[INFORMATION PROVIDED]
=== Section Start ===
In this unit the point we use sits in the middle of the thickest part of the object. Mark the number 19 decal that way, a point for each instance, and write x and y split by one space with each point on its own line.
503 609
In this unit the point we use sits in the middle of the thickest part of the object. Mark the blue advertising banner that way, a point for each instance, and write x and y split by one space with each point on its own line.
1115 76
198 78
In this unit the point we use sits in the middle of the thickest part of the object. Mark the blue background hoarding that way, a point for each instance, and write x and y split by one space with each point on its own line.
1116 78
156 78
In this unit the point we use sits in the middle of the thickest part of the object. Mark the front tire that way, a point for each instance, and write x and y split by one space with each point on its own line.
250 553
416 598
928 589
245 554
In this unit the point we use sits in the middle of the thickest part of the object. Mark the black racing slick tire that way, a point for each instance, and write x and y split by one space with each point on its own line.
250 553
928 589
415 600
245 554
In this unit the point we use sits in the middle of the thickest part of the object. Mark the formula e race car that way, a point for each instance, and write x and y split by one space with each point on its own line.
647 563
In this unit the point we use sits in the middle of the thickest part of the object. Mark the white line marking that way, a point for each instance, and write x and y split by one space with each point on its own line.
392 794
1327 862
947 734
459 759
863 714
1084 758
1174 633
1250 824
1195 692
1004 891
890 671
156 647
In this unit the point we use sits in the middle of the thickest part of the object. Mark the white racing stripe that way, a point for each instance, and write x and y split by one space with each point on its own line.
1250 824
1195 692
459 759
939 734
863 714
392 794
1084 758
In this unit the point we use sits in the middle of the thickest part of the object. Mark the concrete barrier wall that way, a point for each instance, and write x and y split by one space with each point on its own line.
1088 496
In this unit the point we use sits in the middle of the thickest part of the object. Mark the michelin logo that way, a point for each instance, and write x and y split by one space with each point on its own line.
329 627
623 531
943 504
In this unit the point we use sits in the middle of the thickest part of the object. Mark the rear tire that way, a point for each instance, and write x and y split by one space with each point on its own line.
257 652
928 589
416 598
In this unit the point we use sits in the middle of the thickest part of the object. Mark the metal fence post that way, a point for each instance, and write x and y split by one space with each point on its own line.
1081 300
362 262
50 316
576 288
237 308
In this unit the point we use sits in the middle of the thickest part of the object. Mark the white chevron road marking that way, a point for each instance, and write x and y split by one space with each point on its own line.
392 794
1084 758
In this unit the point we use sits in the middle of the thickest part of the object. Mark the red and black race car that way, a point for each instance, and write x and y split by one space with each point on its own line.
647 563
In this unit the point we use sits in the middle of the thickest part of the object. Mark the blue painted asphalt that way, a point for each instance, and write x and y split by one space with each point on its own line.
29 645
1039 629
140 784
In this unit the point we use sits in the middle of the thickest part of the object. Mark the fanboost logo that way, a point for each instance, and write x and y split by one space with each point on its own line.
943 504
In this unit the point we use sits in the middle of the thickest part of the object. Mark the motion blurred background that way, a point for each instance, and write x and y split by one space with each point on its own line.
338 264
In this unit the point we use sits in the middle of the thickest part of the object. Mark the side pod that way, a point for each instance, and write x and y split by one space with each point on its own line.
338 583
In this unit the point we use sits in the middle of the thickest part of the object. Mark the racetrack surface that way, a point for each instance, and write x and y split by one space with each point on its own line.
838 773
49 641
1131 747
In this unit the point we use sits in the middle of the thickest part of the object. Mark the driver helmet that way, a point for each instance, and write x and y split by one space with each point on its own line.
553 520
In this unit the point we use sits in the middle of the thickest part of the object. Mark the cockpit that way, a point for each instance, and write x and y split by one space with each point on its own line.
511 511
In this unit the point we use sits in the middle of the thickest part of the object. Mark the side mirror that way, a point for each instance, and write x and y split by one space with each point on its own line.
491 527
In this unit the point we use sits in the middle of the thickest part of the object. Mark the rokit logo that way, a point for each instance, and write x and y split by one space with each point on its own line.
=== Section End ===
Please reproduce the line containing "the side mirror" and each line after it to the end of the listing, exactly, with nothing added or left out.

In this unit the point we use sits in the middle of the thickest part of the object. Mark the side mirror that way, a point for each instance, and write x and y split by one space with each point on its own line.
491 527
In this unit the point we use sits in the middle of the thickest part of the object. Mark the rokit logo that way, a point for each instance, and write x and y split by one space with each point on its own line.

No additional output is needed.